## Instructions to follow
Write out as a numbered list every line from the one containing "Give a dot for each instance of the gray" through the final line of the material, both ends included, omitting any blank lines.
----
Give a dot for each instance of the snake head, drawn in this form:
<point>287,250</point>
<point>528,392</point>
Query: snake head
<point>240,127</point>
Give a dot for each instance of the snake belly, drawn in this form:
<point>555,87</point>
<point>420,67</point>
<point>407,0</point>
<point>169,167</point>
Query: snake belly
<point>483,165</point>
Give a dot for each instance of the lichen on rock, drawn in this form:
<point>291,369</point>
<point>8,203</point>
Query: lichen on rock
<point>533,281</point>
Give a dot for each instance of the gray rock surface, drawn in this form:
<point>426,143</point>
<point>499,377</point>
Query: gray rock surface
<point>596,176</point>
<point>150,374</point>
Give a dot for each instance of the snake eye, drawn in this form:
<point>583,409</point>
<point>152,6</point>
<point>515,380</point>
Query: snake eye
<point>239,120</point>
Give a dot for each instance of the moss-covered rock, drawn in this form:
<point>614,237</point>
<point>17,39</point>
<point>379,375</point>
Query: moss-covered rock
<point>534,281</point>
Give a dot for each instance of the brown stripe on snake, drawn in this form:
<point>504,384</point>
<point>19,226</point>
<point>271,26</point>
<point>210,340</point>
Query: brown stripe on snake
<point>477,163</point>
----
## Exercise response
1. Give a dot for each instance of the gray rock surface, drawn in this form:
2. <point>426,143</point>
3. <point>499,377</point>
4. Query: gray rock surface
5. <point>596,176</point>
6. <point>150,374</point>
7. Give a dot for each instance of the snake eye, drawn in this form:
8. <point>583,409</point>
9. <point>152,6</point>
10. <point>515,380</point>
11. Query: snake eye
12. <point>239,120</point>
13. Give a dot for each instance of the moss-covered rock, drawn in this form:
14. <point>614,237</point>
15. <point>17,39</point>
16. <point>379,375</point>
17. Query: moss-covered rock
18. <point>534,281</point>
19. Give a dot for each instance of the brown stripe on snake, drawn in this form:
20. <point>504,384</point>
21. <point>19,226</point>
22. <point>271,26</point>
23. <point>210,340</point>
24. Query: brown stripe on snake
25. <point>477,163</point>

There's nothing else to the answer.